*Given passage:*
I don't think the term "HSM" really carries much meaning, and if you're familiar with the space, you probably won't find it too shocking to hear someone claim that Amazon has put more cryptographic expertise to bear on KMS than has been embedded in any of the well-known rackmount HSMs.
I’m still not totally convinced that the HSMs are tamper evident. I’ve read (ok perused) the compliance reports, and they just say ‘yeah we have HSMs and they’re secure’, but what assurances can consumers have with the integrity of the hardware, short of being able to walk into a datacentre (never going to happen), install their own product, and lock the rack with their own key?
It’s unreasonable, expensive, and probably unnecessary and irrational for the vast majority of customers, but it still niggles at me from time to time.
I lately dealt with some infrastructure issue, involving HSM. Literally "we have HSMs and they're secure", except they don't work, and audit logs are non-existing. And if you enable them, they sometimes work (mostly not), and give output in some undocumented binary format. Not fun experience.
...and many of the cloud providers with HSM-backed services (Azure KeyVault, AWS KMS) don't give you any verifiable proof. At least with GCP you can download the attestations and verify them with the HSM vendor. With Azure you pay more for HSM-backed keys with no evidence the HSM exists or is in use. Trust, but verify.
I am personally involved in procurring HSMs for regulatory reasons. I would be more than happy to deploy an alternative solution that's demonstrably better suited for threats in todays typical cloud environments and fight it out with the regulator. The author sadly doesn't answer that question. Anyone having an idea?
How about confidential computing, e.g. AWS Nitro enclaves, Intel TDX etc?
HSMs make most sense when they’re performing high-level operations (“Is this credit card CVC valid?”); when used as signature or decryption oracles (“Hi, I’m a trusted application server, now sign this email!”) their security gain rapidly diminishes.
Sometimes they get used for key storage alone (“Hi, I’m an application server booting up, give me the RSA signing key for account x!” or even worse “Hi, I’m an application server booting up, give me the key wrapping all the user keys in our database!”), with obvious implications.
Getting an HSM vendor to implement your use case can get very expensive; confidential computing lets you do it yourself, i.e. draw a much larger “trusted” box in your architectural diagram than otherwise feasible.

*To be done:*
• a. Decide whether each statement agrees with the HSM discussion, answering yes or no and quoting the words of the text that settle it: (i) With GCP, attestations can be downloaded and checked with the HSM vendor. (ii) Azure charges less for HSM-backed keys. (iii) HSMs give the most security when used as signature or decryption oracles.
• b. In the HSM discussion, which two examples of confidential computing are given?

*Extracted entries:*
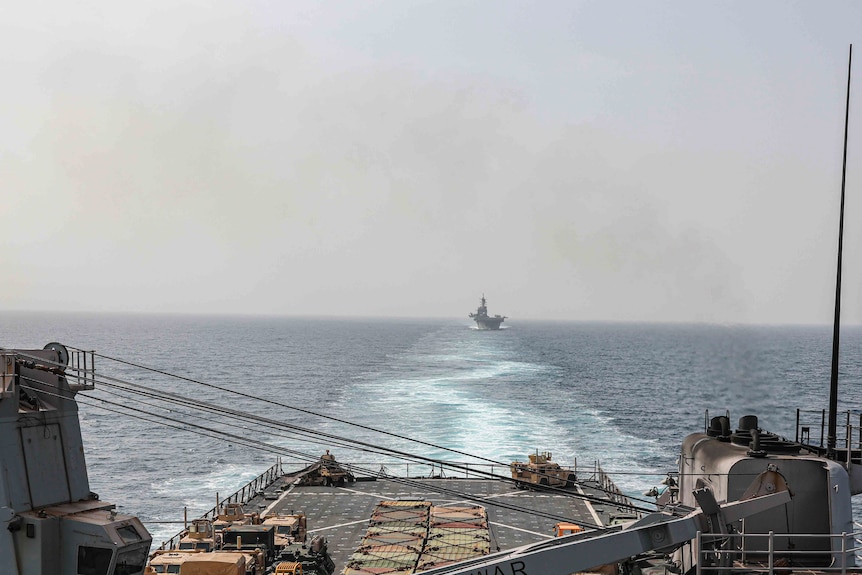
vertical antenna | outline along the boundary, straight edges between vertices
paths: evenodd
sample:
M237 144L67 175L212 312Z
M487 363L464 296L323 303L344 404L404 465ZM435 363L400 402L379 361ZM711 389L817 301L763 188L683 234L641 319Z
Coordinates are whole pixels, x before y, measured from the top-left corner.
M853 66L853 44L847 63L847 105L844 112L844 164L841 167L841 210L838 224L838 275L835 281L835 319L832 322L832 377L829 382L829 431L826 448L829 456L835 455L838 429L838 337L841 323L841 256L844 249L844 184L847 180L847 130L850 124L850 71Z

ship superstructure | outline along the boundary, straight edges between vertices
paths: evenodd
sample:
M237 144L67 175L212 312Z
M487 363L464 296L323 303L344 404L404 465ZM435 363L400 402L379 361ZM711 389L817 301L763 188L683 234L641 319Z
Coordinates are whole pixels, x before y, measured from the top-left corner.
M144 572L146 528L90 491L75 395L93 389L93 373L92 352L59 343L0 349L4 575Z
M485 300L485 294L482 294L482 300L475 313L471 313L468 317L476 321L476 326L479 329L500 329L500 324L506 319L503 315L488 315L488 306Z

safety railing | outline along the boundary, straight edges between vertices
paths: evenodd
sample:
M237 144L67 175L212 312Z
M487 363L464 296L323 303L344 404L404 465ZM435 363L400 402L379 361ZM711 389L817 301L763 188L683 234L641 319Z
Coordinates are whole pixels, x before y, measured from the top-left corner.
M260 492L266 490L267 487L275 483L282 474L281 462L278 462L224 499L219 499L218 494L216 494L218 504L204 513L201 517L214 520L218 515L218 508L223 506L225 503L245 504L249 499L258 495ZM185 529L167 541L163 541L159 549L175 549L179 545L180 539L183 537L183 533L185 533Z
M791 571L860 573L862 568L862 525L850 533L785 534L697 533L694 551L696 573L720 574L740 570L750 573L785 575Z
M835 430L836 460L862 463L862 413L846 411ZM796 410L796 441L823 453L827 450L826 410Z

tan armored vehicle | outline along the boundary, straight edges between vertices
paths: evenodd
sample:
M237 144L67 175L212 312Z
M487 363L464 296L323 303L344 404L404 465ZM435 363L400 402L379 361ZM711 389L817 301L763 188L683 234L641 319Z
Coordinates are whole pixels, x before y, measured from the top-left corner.
M551 461L551 452L543 451L530 454L529 462L513 461L510 465L512 479L518 487L547 485L551 487L572 487L577 481L574 469L560 467Z
M200 551L186 550L178 551L176 549L159 549L150 555L150 560L147 563L146 575L150 573L179 573L183 563L189 557L200 554Z
M180 539L179 549L198 549L200 551L214 551L215 540L213 539L213 524L209 519L193 519L188 530Z
M336 485L342 486L346 481L353 483L356 478L350 471L342 467L335 456L326 450L320 459L299 473L301 485Z
M256 525L260 523L257 513L246 513L241 503L223 503L218 507L218 515L213 521L213 530L216 534L231 525Z
M281 548L291 543L305 543L307 521L305 513L292 515L270 515L263 525L275 526L275 546Z
M255 554L214 551L199 553L186 560L180 575L263 575L261 558Z

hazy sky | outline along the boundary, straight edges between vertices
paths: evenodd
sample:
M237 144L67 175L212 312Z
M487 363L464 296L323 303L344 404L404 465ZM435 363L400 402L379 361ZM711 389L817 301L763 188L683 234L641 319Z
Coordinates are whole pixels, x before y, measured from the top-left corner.
M0 310L862 323L862 2L18 2Z

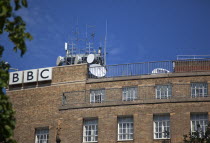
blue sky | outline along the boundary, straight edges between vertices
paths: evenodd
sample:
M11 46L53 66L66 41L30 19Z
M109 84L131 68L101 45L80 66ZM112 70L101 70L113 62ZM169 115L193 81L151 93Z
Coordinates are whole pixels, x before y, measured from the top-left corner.
M34 39L21 58L0 37L3 56L19 70L56 66L64 42L78 26L95 25L95 44L105 36L107 64L175 60L176 55L210 55L210 0L28 0L18 12Z

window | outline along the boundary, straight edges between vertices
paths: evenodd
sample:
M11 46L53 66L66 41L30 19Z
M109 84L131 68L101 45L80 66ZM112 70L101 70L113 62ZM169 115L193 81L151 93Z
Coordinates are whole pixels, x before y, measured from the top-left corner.
M123 101L133 101L137 98L137 87L124 87L122 94Z
M207 96L207 83L192 83L191 97L205 97Z
M170 138L170 115L154 115L154 139Z
M118 140L133 140L133 118L118 118Z
M49 129L40 128L35 131L35 143L48 143Z
M198 131L200 136L204 135L208 126L208 114L207 113L194 113L191 114L191 133Z
M105 96L105 90L99 89L99 90L91 90L90 91L90 102L91 103L101 103L104 101Z
M84 120L83 142L97 142L97 141L98 141L98 120L97 119Z
M172 95L171 85L157 85L156 99L168 99Z

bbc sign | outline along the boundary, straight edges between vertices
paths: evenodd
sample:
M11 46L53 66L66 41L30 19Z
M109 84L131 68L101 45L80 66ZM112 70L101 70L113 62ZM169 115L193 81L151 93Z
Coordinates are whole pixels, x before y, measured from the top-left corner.
M11 72L9 85L52 80L52 68Z

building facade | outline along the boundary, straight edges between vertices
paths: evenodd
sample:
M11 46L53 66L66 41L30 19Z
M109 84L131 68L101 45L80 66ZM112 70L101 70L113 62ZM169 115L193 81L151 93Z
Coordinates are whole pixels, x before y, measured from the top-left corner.
M68 65L53 67L51 80L10 85L15 138L20 143L58 138L61 143L181 143L198 124L205 132L209 62L173 65L166 73L107 78L90 76L87 64Z

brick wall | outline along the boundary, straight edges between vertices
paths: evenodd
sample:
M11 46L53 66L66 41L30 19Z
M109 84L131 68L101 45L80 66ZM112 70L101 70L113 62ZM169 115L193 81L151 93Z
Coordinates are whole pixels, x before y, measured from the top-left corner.
M19 143L34 143L35 128L49 127L50 143L55 143L58 121L61 122L61 143L82 143L83 120L88 118L98 119L99 143L153 143L162 140L153 139L153 116L155 114L170 114L171 142L180 143L183 134L190 131L190 113L209 112L209 98L198 101L178 102L152 102L134 105L121 105L121 103L109 104L100 107L90 103L80 104L80 108L64 108L62 95L64 92L89 91L99 88L116 88L109 91L110 99L121 99L120 88L125 86L138 86L140 96L155 96L155 85L174 84L172 95L186 95L190 88L176 86L175 84L187 84L191 82L209 82L210 74L201 76L182 75L176 77L139 77L138 79L112 80L87 82L87 65L63 66L53 68L53 80L46 86L31 88L10 89L7 94L16 110L15 138ZM40 83L41 84L41 83ZM210 86L210 85L209 85ZM208 88L210 89L210 88ZM86 93L89 96L88 93ZM69 98L72 102L79 102L84 97L81 94ZM81 99L81 100L83 100ZM89 97L87 97L89 100ZM90 105L90 106L89 106ZM83 108L85 107L85 108ZM94 108L93 108L94 107ZM209 114L210 115L210 114ZM134 119L134 140L128 142L117 141L117 118L120 116L132 116Z

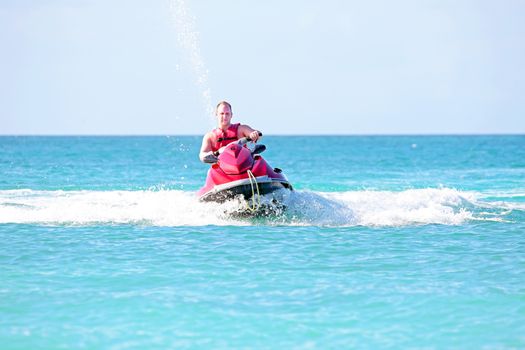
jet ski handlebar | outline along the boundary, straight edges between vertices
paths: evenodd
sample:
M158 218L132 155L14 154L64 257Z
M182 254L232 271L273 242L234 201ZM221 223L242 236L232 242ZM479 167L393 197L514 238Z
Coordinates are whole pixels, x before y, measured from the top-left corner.
M259 137L261 137L261 136L262 136L262 132L259 132ZM239 145L244 145L244 144L247 144L248 142L251 142L251 141L253 141L253 140L247 136L247 137L240 138L237 141L237 143Z
M259 132L259 137L262 136L262 132ZM223 141L224 139L223 138L219 138L219 142ZM237 143L241 146L244 146L245 144L247 144L248 142L251 142L252 139L249 138L249 137L242 137L240 139L237 140ZM205 163L215 163L217 161L217 158L223 151L223 149L225 148L226 146L223 146L221 147L219 150L213 152L210 157L208 157L207 160L205 160L204 162ZM257 153L261 153L263 152L264 150L266 149L266 146L264 145L257 145L255 146L255 149L254 151L252 152L253 154L257 154Z

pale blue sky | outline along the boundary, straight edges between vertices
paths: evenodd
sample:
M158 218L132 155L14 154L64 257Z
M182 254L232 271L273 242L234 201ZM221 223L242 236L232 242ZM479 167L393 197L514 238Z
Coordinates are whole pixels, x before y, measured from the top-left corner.
M0 134L525 133L525 1L1 0Z

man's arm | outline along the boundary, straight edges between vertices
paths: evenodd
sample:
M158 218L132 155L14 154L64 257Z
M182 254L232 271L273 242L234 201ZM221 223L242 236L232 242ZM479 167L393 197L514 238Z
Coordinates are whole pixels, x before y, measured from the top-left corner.
M201 151L199 153L199 159L201 160L201 162L206 163L204 159L207 156L213 155L213 152L211 150L211 137L212 137L211 133L207 133L202 138Z

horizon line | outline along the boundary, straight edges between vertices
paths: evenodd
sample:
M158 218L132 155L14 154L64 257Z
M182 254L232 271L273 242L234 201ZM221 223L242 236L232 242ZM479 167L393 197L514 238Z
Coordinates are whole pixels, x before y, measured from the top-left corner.
M1 134L0 137L180 137L180 136L199 136L202 137L204 134L30 134L30 133L21 133L21 134ZM320 134L264 134L263 136L310 136L310 137L359 137L359 136L525 136L525 132L516 132L516 133L348 133L348 134L338 134L338 133L320 133Z

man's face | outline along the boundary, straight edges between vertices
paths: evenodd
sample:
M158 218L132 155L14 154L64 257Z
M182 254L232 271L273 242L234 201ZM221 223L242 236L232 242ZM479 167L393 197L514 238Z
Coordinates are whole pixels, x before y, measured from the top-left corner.
M221 126L230 125L232 119L232 111L230 110L230 107L224 104L220 105L219 108L217 108L217 118Z

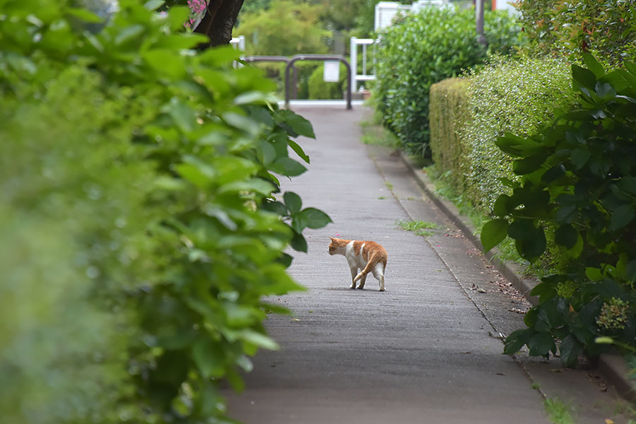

*Results of the tasks:*
• a.
(i) Yes: "At least with GCP you can download the attestations and verify them with the HSM vendor."
(ii) No: "With Azure you pay more for HSM-backed keys with no evidence the HSM exists or is in use."
(iii) No: "when used as signature or decryption oracles (“Hi, I’m a trusted application server, now sign this email!”) their security gain rapidly diminishes."

• b. AWS Nitro enclaves and Intel TDX.